Grand maître du Festival de Cannes de 1978 à 2014, Gilles Jacob est aussi homme de l’écrit. Son nouveau livre, À nos amours!, est une ode aux actrices et acteurs. Un texte joyeux et ludique, nourri par un œil perçant et le sens de la formule.
Il est des voyages qu’on ne saurait refuser. Ainsi, d’un voyage au cinéma avec, pour guide, un élégant monsieur qui porte beau ses 93 printemps. Né dans une famille juive de marchands de biens lorrains, Gilles Jacob, au fil du temps, a été journaliste et critique cinéma, romancier, président du prix Louis-Delluc (le «Goncourt du cinéma»)… Et aussi, et surtout, personnage essentiel du Festival de Cannes de 1978 à 2014, comme délégué général, puis président.
Alors que la 77e grand-messe du cinéma se tient actuellement sur et autour de la Croisette, Gilles Jacob se glisse en librairie avec À nos amours!, un épais livre (710 pages) signé avec ses complices Marie Colmant et Gérard Lefort, tous deux longtemps journalistes à Libération. En quelque trois cents entrées, d’Isabelle Adjani à Roschdy Zem, il dresse un «florilège des actrices et acteurs français», de la naissance du film parlant à nos jours.

[Liste des données]
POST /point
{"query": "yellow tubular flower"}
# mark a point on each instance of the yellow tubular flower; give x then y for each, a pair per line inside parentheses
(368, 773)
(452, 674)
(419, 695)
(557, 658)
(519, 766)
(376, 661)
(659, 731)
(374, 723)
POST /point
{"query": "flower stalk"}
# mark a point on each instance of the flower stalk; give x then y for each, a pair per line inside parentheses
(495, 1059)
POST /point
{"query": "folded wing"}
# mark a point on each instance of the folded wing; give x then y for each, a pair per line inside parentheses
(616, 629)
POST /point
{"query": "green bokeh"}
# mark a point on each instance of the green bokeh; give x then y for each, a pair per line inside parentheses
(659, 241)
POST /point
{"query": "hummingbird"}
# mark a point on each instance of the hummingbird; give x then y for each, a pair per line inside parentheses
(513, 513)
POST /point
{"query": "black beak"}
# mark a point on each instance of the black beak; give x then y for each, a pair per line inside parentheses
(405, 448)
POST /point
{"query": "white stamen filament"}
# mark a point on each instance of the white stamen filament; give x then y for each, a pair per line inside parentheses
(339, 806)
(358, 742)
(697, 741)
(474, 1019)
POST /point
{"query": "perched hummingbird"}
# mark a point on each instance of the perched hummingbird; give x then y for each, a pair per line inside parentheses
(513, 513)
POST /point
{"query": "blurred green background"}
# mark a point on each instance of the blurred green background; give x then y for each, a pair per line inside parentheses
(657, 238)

## Consigne
Reproduisez en entier le texte sur Gilles Jacob, mot pour mot.

## Résultat attendu
Grand maître du Festival de Cannes de 1978 à 2014, Gilles Jacob est aussi homme de l’écrit. Son nouveau livre, À nos amours!, est une ode aux actrices et acteurs. Un texte joyeux et ludique, nourri par un œil perçant et le sens de la formule.
Il est des voyages qu’on ne saurait refuser. Ainsi, d’un voyage au cinéma avec, pour guide, un élégant monsieur qui porte beau ses 93 printemps. Né dans une famille juive de marchands de biens lorrains, Gilles Jacob, au fil du temps, a été journaliste et critique cinéma, romancier, président du prix Louis-Delluc (le «Goncourt du cinéma»)… Et aussi, et surtout, personnage essentiel du Festival de Cannes de 1978 à 2014, comme délégué général, puis président.
Alors que la 77e grand-messe du cinéma se tient actuellement sur et autour de la Croisette, Gilles Jacob se glisse en librairie avec À nos amours!, un épais livre (710 pages) signé avec ses complices Marie Colmant et Gérard Lefort, tous deux longtemps journalistes à Libération. En quelque trois cents entrées, d’Isabelle Adjani à Roschdy Zem, il dresse un «florilège des actrices et acteurs français», de la naissance du film parlant à nos jours.